- **Your task**: How many lines in the data below contain the string "When"? Reply with the number alone.

** START OF Recorded information **

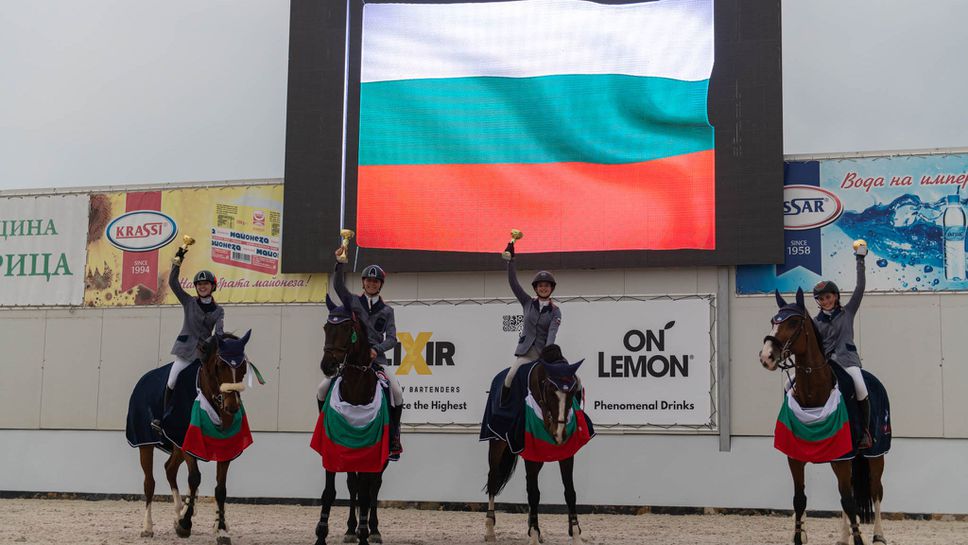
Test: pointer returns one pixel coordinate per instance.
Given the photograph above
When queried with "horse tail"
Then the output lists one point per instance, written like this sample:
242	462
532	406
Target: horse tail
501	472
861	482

** END OF Recorded information **
** START OF Recorded information **

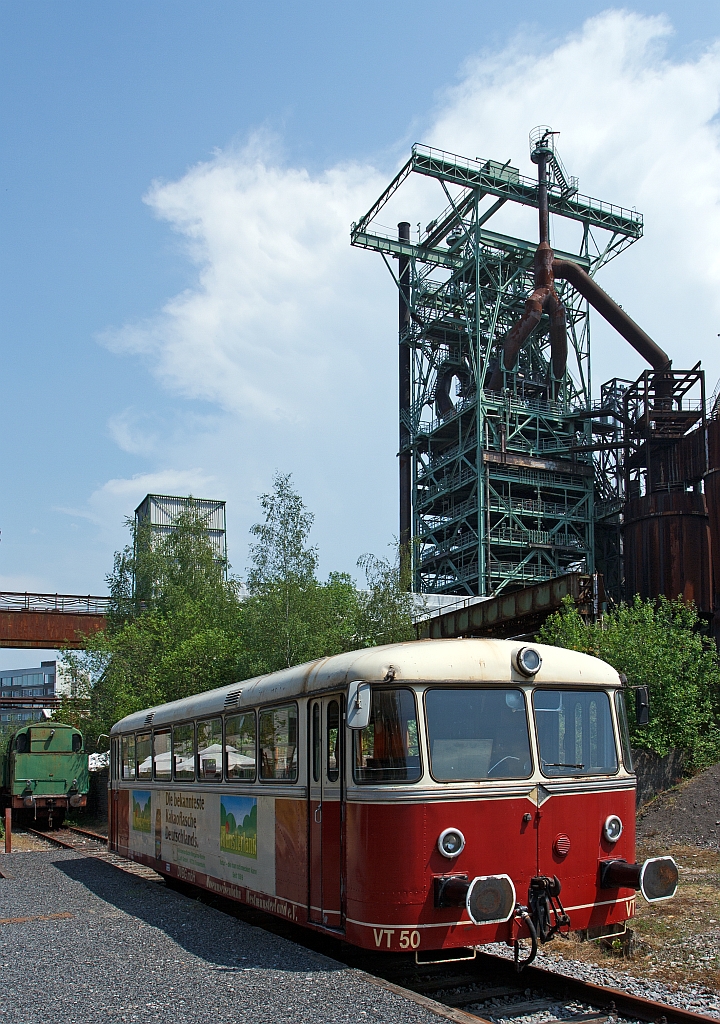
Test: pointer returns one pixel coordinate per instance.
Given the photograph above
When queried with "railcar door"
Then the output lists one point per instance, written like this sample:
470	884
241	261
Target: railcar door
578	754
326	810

** END OF Recorded information **
** START OF Recorded information **

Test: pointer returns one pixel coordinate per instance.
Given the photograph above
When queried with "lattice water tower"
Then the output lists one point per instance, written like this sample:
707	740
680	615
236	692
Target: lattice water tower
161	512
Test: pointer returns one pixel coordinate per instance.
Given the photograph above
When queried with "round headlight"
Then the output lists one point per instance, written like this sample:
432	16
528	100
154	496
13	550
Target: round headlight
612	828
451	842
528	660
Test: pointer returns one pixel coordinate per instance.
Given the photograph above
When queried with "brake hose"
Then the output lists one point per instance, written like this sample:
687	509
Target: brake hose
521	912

** END OF Recorded information **

- **Result for this exercise**: 5